◆ WORK ORDER: Line by line, give the data again exactly as it appears.

[Point-per-instance localization data]
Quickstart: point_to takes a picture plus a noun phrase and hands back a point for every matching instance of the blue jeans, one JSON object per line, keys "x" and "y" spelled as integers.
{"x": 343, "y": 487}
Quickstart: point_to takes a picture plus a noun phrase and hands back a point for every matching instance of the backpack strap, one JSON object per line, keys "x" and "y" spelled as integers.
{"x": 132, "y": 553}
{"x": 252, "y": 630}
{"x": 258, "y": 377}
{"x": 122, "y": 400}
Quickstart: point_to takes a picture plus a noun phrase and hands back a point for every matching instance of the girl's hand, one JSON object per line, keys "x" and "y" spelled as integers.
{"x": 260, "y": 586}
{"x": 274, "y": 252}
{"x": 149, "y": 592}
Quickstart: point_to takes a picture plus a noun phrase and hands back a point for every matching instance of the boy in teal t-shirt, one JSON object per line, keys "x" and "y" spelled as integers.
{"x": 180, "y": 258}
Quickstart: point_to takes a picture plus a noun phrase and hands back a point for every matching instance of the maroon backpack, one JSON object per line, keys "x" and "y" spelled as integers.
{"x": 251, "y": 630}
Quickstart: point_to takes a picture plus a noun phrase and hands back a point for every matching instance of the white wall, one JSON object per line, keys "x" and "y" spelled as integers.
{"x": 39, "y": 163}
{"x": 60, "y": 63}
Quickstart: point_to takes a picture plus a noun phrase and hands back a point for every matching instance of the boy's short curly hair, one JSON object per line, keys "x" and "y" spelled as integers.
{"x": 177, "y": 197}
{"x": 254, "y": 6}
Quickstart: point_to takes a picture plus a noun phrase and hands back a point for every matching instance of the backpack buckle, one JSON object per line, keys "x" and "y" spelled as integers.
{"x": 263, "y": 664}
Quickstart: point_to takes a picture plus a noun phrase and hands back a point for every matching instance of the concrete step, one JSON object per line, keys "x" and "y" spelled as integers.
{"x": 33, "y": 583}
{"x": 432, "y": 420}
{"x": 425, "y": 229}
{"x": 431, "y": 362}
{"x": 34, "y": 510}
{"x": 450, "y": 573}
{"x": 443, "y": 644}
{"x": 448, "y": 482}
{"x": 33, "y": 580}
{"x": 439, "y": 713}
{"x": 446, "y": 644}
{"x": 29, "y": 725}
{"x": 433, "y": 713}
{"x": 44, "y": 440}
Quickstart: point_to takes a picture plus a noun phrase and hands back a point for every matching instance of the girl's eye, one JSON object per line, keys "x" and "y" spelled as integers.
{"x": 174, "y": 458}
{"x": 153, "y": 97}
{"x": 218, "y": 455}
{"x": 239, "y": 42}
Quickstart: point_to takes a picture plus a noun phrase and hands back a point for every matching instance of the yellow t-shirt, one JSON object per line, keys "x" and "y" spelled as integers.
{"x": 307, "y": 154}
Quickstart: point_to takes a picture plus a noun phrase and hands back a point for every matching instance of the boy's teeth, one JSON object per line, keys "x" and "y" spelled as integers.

◆ ANSWER FOR THE TASK:
Quickstart: point_to takes a picture plus a noun phrase and hands back a point for every matching instance of the blue jeans, one JSON object per line, keys "x" and "y" spelled as integers.
{"x": 343, "y": 487}
Quickstart: point_to takes a picture plus a noun phrase and hands back a point for every matching instance of the backpack strap, one JSON object per line, keys "x" and "y" spelled as integers.
{"x": 132, "y": 553}
{"x": 252, "y": 630}
{"x": 258, "y": 377}
{"x": 122, "y": 400}
Quickstart: point_to takes a picture plus a noun phrase and hands back a point for every matching instance of the girl's hand, one JSON object per line, keys "x" and "y" spelled as integers.
{"x": 260, "y": 586}
{"x": 274, "y": 252}
{"x": 149, "y": 592}
Quickstart: point_to takes a picture plus a noun phrase and hands back a point for every matching instance of the boy in teal t-shirt, one JSON object per line, keys "x" and "y" spelled as integers.
{"x": 180, "y": 258}
Quickstart: point_to takes a picture plus a noun phrase and hands back a point for every matching instance of the maroon backpack, one JSON object per line, keys "x" and "y" spelled as integers.
{"x": 251, "y": 630}
Quickstart: point_to takes a picture plus a noun phrase and hands back a point for every matching instance of the white wall, one JSON object per line, keys "x" and "y" spelled as integers.
{"x": 39, "y": 163}
{"x": 60, "y": 63}
Quickstart: point_to takes a picture plus a noun phrase and hands back a point for every matching instance of the boy's short curly hair, one JSON object per line, keys "x" and "y" spelled as integers.
{"x": 177, "y": 197}
{"x": 254, "y": 6}
Quickstart: point_to takes a picture plus a noun phrase and hands back a point for every matching instance of the backpack buckle, one JSON object per line, keys "x" and "y" spelled as integers.
{"x": 263, "y": 664}
Quickstart: point_to takes a picture plus a noun phrase and hands back a point for every matching instance of the concrete step, one JSON object per line, keys "x" and "y" spelled as integers.
{"x": 33, "y": 583}
{"x": 432, "y": 420}
{"x": 425, "y": 229}
{"x": 431, "y": 362}
{"x": 34, "y": 510}
{"x": 450, "y": 573}
{"x": 443, "y": 644}
{"x": 448, "y": 482}
{"x": 33, "y": 580}
{"x": 439, "y": 713}
{"x": 446, "y": 644}
{"x": 29, "y": 725}
{"x": 433, "y": 713}
{"x": 44, "y": 440}
Quickstart: point_to takes a picture plus a noun phrase and hands back a point for every matching instance of the girl's eye, one JSON object per line, keys "x" and "y" spelled as integers.
{"x": 174, "y": 458}
{"x": 153, "y": 97}
{"x": 218, "y": 455}
{"x": 239, "y": 42}
Quickstart: point_to takes a picture plus a noun phrase and hands back a point for every matching instance of the yellow t-shirt, one JSON object per line, keys "x" and "y" spelled as integers.
{"x": 307, "y": 154}
Quickstart: point_to takes a picture plus a noun phrase and hands back a point for every matching instance of the boy's teeth, one JSON object per line, keys "x" and "y" spelled as integers.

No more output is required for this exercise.